### TASK BRIEF
Pull out every line with the word "balcony" from the entries below.

◆ ◆ ◆ ◆ ◆ ◆ ◆

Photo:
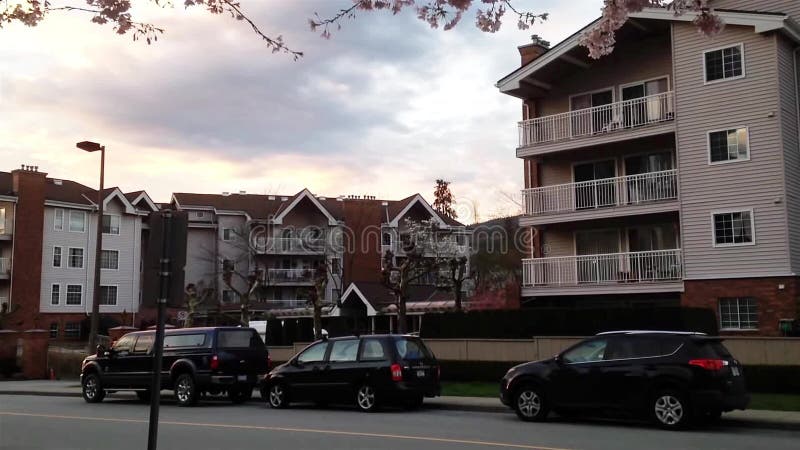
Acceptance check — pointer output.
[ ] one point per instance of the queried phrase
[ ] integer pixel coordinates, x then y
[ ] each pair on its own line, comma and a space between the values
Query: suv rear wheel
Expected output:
529, 404
185, 390
670, 410
92, 388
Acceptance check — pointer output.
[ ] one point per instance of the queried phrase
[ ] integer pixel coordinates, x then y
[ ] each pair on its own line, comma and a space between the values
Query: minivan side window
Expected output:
344, 351
315, 353
372, 350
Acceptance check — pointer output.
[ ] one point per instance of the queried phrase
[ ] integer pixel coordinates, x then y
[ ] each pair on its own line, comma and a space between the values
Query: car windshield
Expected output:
412, 349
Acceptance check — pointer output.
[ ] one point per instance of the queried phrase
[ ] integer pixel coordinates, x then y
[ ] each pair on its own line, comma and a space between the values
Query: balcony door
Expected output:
595, 186
590, 121
639, 112
598, 258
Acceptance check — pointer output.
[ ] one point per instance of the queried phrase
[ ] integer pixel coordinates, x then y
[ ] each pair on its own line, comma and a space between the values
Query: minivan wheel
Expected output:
367, 398
670, 410
277, 396
530, 405
185, 390
92, 388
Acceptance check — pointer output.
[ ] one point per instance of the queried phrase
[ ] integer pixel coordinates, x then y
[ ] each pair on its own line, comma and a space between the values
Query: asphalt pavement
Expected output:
120, 423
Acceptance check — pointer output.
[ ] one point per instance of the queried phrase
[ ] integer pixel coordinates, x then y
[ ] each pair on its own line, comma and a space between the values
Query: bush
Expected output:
525, 323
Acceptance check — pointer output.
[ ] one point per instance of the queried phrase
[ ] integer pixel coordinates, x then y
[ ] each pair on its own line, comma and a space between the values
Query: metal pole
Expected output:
97, 256
158, 346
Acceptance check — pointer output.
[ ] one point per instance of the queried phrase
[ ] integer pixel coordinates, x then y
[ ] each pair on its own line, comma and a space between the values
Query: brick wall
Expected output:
773, 303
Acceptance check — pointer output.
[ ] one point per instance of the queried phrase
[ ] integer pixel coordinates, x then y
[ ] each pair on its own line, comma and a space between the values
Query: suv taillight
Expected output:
397, 372
708, 364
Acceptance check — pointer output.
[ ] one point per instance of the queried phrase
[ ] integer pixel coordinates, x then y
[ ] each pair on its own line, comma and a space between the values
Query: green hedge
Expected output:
767, 379
524, 323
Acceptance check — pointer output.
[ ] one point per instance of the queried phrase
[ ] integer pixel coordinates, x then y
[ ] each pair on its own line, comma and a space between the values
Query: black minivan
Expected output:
369, 371
672, 378
196, 360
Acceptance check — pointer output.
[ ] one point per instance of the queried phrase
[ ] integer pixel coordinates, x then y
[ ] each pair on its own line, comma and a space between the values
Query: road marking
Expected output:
290, 430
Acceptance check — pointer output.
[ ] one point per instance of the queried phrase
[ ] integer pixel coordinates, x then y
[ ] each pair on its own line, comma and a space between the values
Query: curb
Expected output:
499, 409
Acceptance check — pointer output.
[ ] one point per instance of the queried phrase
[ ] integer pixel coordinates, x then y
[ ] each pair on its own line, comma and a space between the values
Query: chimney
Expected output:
534, 50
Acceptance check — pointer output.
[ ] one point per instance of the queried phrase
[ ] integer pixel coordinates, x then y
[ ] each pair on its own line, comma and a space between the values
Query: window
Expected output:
315, 353
74, 295
724, 64
76, 258
728, 145
58, 220
109, 259
144, 343
55, 294
590, 351
108, 295
344, 351
110, 224
56, 256
72, 330
185, 340
738, 313
372, 350
77, 221
733, 228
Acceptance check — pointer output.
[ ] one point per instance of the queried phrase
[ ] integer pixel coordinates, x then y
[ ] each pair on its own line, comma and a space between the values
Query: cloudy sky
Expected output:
383, 108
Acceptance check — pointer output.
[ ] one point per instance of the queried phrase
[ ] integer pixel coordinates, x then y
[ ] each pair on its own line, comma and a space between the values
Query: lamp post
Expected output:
94, 147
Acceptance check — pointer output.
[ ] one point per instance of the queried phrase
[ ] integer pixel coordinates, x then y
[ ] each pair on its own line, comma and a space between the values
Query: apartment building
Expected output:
48, 232
667, 172
284, 240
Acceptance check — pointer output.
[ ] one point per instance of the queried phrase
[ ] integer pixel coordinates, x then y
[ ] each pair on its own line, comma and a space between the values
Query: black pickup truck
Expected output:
196, 360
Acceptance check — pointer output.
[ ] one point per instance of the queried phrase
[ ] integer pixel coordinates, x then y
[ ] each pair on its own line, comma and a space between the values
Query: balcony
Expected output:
290, 246
604, 120
290, 276
649, 271
627, 191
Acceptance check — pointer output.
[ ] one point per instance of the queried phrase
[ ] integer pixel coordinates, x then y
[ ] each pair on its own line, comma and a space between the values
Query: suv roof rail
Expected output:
681, 333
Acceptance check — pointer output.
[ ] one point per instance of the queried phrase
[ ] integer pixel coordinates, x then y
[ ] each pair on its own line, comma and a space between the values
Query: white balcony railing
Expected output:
618, 191
632, 267
290, 275
290, 245
608, 118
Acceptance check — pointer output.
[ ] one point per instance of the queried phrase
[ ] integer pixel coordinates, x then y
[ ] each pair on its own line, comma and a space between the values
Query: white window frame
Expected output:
111, 224
69, 224
738, 313
116, 294
60, 257
58, 225
69, 257
733, 244
101, 258
53, 293
722, 80
66, 295
729, 161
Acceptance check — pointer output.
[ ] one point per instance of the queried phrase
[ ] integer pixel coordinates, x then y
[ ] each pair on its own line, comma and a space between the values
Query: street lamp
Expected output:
93, 147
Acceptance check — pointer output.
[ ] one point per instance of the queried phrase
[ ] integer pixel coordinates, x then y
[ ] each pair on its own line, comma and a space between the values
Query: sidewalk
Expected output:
750, 418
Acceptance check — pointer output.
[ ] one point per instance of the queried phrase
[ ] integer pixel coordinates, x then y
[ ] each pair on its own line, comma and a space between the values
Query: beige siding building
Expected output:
667, 172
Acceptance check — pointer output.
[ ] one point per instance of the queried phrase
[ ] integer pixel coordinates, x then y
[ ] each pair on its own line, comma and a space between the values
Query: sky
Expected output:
384, 107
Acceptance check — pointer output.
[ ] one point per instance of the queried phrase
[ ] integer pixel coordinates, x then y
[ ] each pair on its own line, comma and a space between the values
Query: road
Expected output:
37, 422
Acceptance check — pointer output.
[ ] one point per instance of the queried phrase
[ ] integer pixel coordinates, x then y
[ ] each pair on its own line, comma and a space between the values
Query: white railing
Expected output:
599, 119
290, 275
618, 191
290, 245
631, 267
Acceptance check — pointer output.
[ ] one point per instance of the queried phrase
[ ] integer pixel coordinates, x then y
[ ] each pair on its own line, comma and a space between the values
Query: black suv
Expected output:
368, 371
672, 378
196, 360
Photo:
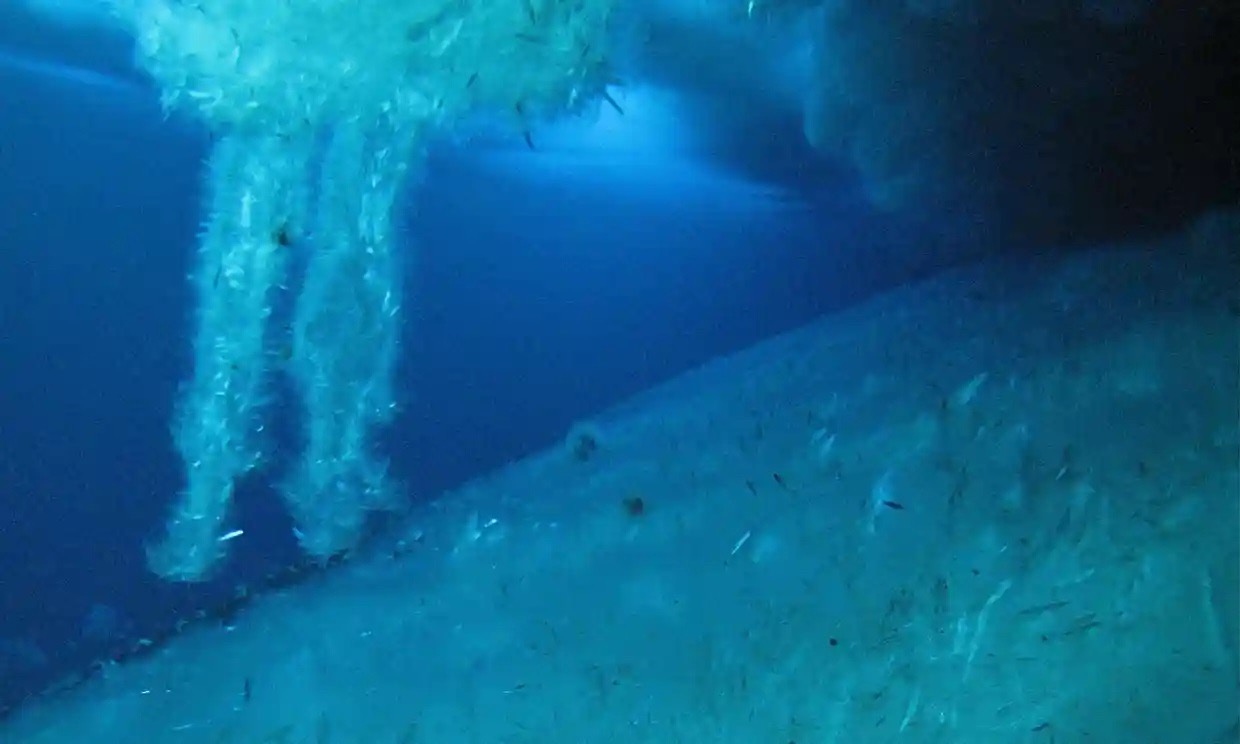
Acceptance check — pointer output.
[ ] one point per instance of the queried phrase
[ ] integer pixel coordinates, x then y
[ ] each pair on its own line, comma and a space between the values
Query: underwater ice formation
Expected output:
320, 110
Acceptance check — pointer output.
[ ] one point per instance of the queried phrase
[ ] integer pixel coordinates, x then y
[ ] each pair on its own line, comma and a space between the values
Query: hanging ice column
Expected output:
320, 109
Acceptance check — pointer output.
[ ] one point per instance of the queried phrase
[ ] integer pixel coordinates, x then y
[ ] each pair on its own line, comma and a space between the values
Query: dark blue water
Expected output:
528, 306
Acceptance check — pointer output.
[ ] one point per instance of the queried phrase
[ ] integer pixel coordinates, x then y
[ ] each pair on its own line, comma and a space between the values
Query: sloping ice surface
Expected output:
996, 506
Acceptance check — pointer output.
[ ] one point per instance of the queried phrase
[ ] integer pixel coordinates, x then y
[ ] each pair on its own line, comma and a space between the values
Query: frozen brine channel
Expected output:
996, 506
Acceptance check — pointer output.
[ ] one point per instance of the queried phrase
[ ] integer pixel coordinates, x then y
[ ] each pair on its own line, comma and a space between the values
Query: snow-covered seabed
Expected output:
997, 506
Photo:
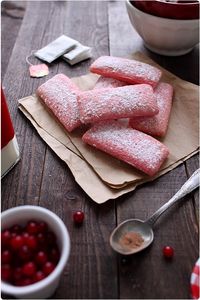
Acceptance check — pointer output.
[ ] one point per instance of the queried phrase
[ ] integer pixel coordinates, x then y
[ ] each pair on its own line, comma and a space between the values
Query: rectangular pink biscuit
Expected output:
156, 125
105, 82
128, 70
115, 103
60, 94
129, 145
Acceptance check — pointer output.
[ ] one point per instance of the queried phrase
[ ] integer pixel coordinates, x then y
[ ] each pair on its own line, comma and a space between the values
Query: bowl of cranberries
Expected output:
35, 247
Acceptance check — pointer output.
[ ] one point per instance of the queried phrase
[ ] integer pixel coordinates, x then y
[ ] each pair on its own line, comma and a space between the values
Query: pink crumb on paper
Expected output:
128, 70
129, 145
38, 70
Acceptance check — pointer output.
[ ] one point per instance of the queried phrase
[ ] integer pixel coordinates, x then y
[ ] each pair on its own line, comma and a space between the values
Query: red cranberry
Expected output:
32, 227
54, 255
6, 256
48, 267
25, 253
51, 238
41, 239
31, 242
78, 217
42, 227
6, 272
5, 237
16, 242
29, 269
17, 274
41, 258
16, 229
39, 276
26, 281
168, 251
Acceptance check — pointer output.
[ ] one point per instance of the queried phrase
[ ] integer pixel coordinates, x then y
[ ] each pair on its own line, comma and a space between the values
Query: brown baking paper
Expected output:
98, 173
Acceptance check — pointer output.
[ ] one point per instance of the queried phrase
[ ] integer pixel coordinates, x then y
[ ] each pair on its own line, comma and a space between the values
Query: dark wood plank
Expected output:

◆ ◆ ◆ ◆ ◆ ◆ ◆

### TASK RESPONSE
Query: balcony door
Query: balcony
Query: white balcony railing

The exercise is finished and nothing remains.